> **Work required**: Can you find each line in the rows below that contains the word "brown" and copy it out?

> **The input**:
****************************************

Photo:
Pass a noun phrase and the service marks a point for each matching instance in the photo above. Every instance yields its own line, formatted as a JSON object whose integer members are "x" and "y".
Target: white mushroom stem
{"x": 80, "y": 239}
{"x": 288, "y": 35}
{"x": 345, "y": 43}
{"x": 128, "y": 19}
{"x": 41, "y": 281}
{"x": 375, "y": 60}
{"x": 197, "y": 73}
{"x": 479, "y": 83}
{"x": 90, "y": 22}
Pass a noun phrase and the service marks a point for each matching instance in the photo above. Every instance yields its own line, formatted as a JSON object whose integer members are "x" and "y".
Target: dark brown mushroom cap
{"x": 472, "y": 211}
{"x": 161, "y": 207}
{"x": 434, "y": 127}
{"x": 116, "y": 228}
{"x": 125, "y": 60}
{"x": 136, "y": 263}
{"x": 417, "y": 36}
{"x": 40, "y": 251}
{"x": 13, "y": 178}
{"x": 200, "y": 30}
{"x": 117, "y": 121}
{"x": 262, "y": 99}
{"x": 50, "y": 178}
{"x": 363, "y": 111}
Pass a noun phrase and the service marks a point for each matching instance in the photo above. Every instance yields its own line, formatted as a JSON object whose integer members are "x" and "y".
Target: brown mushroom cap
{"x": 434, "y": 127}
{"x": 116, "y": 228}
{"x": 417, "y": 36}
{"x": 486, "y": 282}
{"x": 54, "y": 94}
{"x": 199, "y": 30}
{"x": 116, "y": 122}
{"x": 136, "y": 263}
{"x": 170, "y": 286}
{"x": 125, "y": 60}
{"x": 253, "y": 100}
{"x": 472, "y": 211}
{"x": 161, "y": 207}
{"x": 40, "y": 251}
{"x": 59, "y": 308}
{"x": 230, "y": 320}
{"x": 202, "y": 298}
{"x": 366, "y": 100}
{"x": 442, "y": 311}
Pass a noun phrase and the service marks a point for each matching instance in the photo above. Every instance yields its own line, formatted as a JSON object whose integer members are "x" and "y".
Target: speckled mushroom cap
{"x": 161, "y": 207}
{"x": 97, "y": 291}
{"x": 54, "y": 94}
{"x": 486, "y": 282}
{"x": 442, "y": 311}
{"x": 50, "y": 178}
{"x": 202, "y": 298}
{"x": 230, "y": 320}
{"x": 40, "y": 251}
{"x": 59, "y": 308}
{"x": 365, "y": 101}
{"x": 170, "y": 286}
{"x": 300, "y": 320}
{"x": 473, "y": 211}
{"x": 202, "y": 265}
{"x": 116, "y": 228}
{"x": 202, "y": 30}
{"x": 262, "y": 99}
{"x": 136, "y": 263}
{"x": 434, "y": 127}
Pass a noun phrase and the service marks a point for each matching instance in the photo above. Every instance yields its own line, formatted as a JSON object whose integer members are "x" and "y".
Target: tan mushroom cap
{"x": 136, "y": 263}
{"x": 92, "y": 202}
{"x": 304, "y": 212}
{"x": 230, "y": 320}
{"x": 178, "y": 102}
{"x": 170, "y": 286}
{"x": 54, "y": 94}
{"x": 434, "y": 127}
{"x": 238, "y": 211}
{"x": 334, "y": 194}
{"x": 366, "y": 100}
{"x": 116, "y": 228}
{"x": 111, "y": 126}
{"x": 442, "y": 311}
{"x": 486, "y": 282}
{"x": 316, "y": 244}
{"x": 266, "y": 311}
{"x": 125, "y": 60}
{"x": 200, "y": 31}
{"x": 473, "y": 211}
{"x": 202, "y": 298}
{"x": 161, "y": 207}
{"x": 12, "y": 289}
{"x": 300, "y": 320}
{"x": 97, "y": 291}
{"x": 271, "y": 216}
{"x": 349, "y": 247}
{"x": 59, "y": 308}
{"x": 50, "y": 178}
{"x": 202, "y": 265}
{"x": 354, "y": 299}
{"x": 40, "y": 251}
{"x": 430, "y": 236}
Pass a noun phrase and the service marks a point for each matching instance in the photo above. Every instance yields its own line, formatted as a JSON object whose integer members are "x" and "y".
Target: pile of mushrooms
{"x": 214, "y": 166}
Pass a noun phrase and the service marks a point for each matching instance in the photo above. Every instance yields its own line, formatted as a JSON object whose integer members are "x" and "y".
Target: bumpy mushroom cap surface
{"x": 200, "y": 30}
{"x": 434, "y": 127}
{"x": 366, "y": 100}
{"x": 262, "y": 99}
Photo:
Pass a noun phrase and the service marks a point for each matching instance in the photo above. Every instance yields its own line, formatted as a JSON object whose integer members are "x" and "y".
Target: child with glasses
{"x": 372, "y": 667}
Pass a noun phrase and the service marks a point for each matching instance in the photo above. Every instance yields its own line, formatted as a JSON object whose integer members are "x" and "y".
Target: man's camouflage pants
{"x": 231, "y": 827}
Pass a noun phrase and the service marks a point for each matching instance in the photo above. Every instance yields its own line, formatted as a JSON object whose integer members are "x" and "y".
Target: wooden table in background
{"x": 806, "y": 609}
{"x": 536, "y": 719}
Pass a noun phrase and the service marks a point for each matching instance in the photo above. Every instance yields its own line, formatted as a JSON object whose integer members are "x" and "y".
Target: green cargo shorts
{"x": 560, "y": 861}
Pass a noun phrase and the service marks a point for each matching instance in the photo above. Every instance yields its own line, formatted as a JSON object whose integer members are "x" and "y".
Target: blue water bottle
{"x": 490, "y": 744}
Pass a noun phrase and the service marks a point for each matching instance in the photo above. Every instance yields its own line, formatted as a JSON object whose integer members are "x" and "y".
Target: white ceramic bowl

****************************************

> **Response to the exercise**:
Target: dark brown mushroom cap
Target: brown mushroom cap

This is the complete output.